WORK ORDER
Show every line of the data where the word "each" can be found.

THE DATA
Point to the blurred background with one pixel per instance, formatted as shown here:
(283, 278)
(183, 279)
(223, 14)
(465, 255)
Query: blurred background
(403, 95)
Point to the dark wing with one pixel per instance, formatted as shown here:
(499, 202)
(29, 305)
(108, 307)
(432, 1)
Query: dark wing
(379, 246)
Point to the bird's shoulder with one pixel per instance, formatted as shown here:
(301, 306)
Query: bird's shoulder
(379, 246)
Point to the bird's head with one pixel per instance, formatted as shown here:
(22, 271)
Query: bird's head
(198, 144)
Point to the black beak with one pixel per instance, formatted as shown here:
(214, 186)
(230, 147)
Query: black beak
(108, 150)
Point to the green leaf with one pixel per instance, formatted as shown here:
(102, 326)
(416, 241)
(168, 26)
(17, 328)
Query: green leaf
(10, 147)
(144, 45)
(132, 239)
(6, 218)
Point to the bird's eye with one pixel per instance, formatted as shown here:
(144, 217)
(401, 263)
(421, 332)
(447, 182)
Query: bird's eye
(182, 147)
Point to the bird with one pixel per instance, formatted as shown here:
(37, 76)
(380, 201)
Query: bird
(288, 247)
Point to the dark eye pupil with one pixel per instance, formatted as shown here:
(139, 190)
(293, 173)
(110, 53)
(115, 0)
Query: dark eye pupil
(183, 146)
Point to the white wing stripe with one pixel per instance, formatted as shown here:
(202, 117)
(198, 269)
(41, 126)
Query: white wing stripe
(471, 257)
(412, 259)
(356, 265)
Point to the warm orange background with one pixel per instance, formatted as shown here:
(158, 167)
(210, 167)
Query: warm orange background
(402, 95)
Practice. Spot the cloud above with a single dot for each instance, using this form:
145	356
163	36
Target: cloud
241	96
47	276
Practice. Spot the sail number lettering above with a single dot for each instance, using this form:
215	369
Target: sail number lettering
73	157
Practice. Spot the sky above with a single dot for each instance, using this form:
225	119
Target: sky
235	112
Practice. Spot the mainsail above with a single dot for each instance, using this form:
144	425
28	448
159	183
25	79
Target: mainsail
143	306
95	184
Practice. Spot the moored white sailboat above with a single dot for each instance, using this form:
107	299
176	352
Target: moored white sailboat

EXPECTED ANSWER
Practice. Spot the cloud above with a single dot for each instance, using this form:
Practice. Spot the sail number lettering above with a single dot for each instance, using this form:
Practice. Spot the sky above with a single dot for each instance, using this form:
Practice. Spot the mainsail above with a single dot for each instance, using this form:
Practice. Spot the moored white sailboat above with a single dot for each instance, using this form:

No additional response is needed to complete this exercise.